:: Problem requirements ::
Give the stretch of the choir thread from "Most symphony orchestra-affiliated" through "(May 11, 2010)" again, swapping "Prague" for "Brno".
── Article ──
# Hi everyone



## yarina (Dec 3, 2012)

Hi everyone Im new on this site,,and Im interested to collaborate with some proffessional choirs  is just for collaborating cause I cannot move from my country,,Ive been looking on internet for this but I found nothing,maybe you have some ideas :*


----------



## Lunasong (Mar 15, 2011)

What! People get paid to sing in a choir?!

How mobile are you (when you say you cannot move)? Can you travel?


----------



## yarina (Dec 3, 2012)

Yes the get paid,,just in proffesional choirs , I meant that I cannot move definitive but Im interested to colaborate with a good choir, so I can travel,in Europe


----------



## Lunasong (Mar 15, 2011)

http://www.choirplace.com/choirs/professional-choirs

http://www.choralnet.org/list/choir/558

Most symphony orchestra-affiliated choruses are amateur (unpaid) but the quality is exceptional. If what you want to do is "collaborate with a good choir," you have many options. My US-based affiliated choir has sung in Europe with the Czech Chamber Philharmonic in Prague and at the Salzburg Cathedral celebrating Mozart's 250th birthday. We have also performed in New York City at Carnegie Hall and Avery Fisher Hall.

food for thought.
http://www.artsjournal.com/lies/2010/09/the_professional_choir/


----------



## Vaneyes (May 11, 2010)

Payment for my shower warbling? Where do I sign up?

Sheesh. Everybody knows only conductors, masters, maestros, or directors are good enough to be paid.


----------
───
── Supplied material ──
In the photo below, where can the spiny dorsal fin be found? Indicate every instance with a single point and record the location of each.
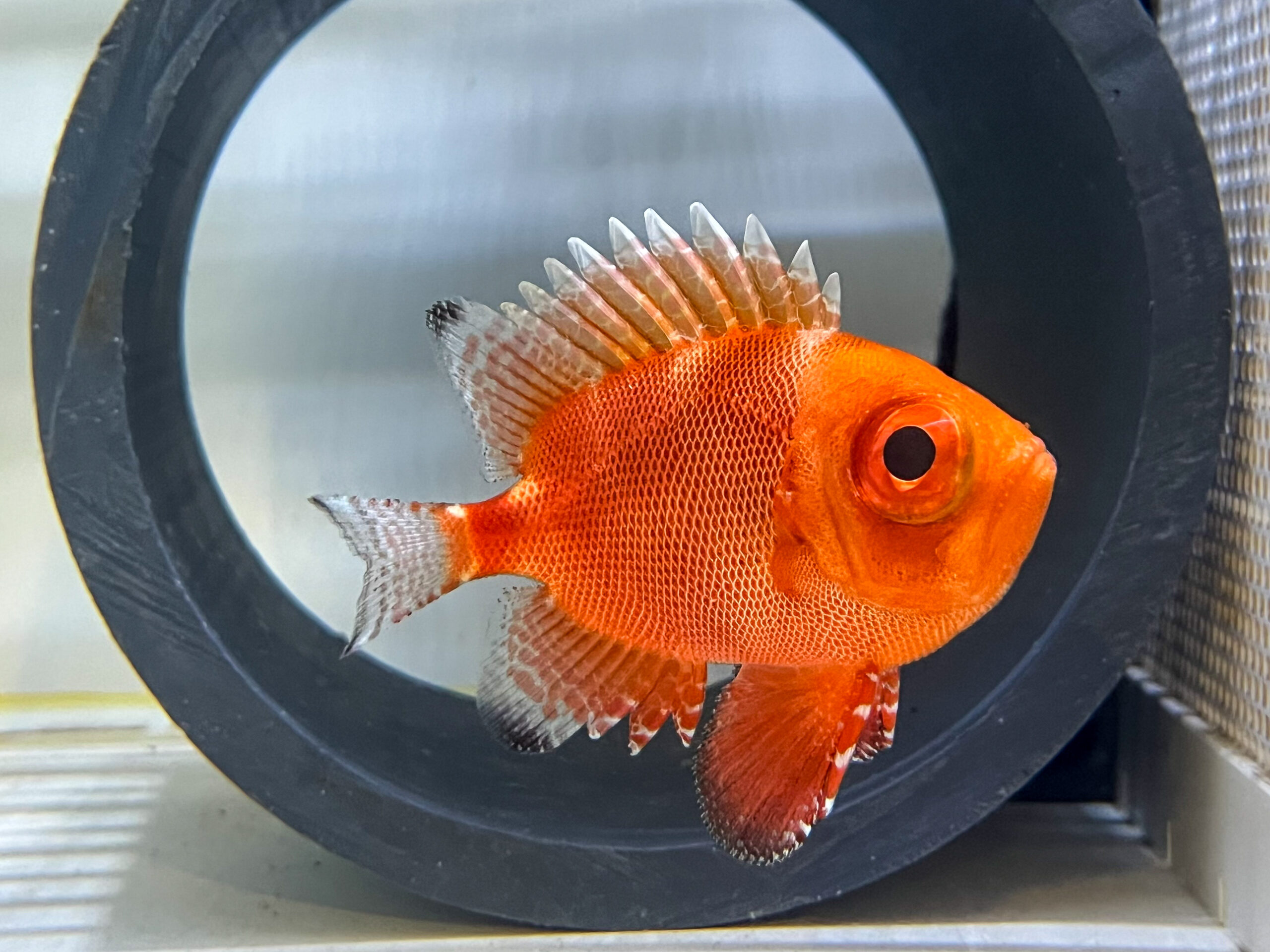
───
:: Response to this exercise ::
Most symphony orchestra-affiliated choruses are amateur (unpaid) but the quality is exceptional. If what you want to do is "collaborate with a good choir," you have many options. My US-based affiliated choir has sung in Europe with the Czech Chamber Philharmonic in Brno and at the Salzburg Cathedral celebrating Mozart's 250th birthday. We have also performed in New York City at Carnegie Hall and Avery Fisher Hall.

food for thought.
http://www.artsjournal.com/lies/2010/09/the_professional_choir/


----------



## Vaneyes (May 11, 2010)